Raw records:
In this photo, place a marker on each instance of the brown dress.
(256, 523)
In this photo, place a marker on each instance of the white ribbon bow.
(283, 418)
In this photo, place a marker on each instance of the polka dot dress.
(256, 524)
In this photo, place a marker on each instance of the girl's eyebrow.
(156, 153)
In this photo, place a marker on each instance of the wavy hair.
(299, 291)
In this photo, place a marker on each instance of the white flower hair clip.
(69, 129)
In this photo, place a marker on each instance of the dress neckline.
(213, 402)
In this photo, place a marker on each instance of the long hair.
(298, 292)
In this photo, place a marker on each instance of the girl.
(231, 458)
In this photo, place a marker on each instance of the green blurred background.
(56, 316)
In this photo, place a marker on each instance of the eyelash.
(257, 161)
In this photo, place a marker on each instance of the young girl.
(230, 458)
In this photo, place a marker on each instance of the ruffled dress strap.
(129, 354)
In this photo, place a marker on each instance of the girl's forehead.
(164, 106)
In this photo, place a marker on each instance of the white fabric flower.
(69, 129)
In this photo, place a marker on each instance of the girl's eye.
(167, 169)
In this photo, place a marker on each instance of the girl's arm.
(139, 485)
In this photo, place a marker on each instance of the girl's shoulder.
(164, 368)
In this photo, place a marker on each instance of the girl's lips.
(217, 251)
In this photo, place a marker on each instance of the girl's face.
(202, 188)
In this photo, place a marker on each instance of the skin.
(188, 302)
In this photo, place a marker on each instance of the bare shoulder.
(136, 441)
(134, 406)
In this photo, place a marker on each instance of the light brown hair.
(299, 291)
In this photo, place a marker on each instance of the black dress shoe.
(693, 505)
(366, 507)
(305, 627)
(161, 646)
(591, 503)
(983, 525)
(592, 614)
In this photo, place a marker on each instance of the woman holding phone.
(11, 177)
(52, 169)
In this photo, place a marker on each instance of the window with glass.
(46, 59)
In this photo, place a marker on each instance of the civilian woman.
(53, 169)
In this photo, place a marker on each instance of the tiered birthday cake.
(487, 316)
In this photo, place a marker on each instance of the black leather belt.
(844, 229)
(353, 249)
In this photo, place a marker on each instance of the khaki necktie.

What to work on
Switch every "place a marker on" in the records to "put a dot on" and write the records out again with no other change.

Output of the exercise
In this photo, put a dot on each instance of the brown dress.
(256, 523)
In this photo, put a dot on each instance of the white ribbon bow.
(283, 418)
In this photo, put a dot on each instance of the polka dot dress.
(256, 524)
In this photo, put a dot on each instance of the girl's eyebrow.
(156, 153)
In this photo, put a dot on each instance of the wavy hair.
(299, 291)
In this photo, put a dot on each instance of the white flower hair clip.
(69, 129)
In this photo, put a dot on each instance of the dress neckline.
(213, 402)
In this photo, put a dot on each instance of the long hair.
(298, 292)
In this photo, put a dot on each instance of the girl.
(231, 458)
In this photo, put a dot on each instance of the green blurred background.
(56, 316)
In this photo, put a dot on each instance of the eyelash.
(257, 161)
In this photo, put a dot on each instance of the young girl.
(230, 458)
In this photo, put a dot on each instance of the ruffled dress strap.
(129, 354)
In this photo, put a dot on each instance of the girl's forehead.
(164, 106)
In this photo, put a dot on each instance of the white fabric flower.
(69, 129)
In this photo, put a dot on each instance of the girl's eye.
(167, 169)
In this photo, put a dot on each instance of the girl's arm.
(139, 485)
In this photo, put a dot on each instance of the girl's shoulder.
(164, 368)
In this photo, put a dot on each instance of the girl's lips.
(217, 251)
In this photo, put a dot on each instance of the girl's face.
(202, 188)
In this photo, put a dot on each instance of the skin.
(188, 302)
In this photo, put a dot on each instance of the bare shoulder.
(136, 441)
(134, 406)
In this photo, put a dot on each instance of the light brown hair.
(299, 291)
In this photo, put a dot on each instance of the black dress shoe.
(693, 505)
(366, 507)
(305, 627)
(161, 646)
(591, 503)
(983, 525)
(592, 614)
In this photo, put a dot on each instance of the woman holding phone.
(11, 177)
(52, 169)
In this photo, put a dot on each instance of the window with glass.
(46, 59)
In this photo, put a dot on each instance of the civilian woman.
(53, 169)
In this photo, put a dot on each instance of the tiered birthday cake.
(487, 316)
In this photo, put a dot on each instance of the black leather belt.
(844, 229)
(353, 249)
In this photo, put a dot on each instance of the khaki necktie.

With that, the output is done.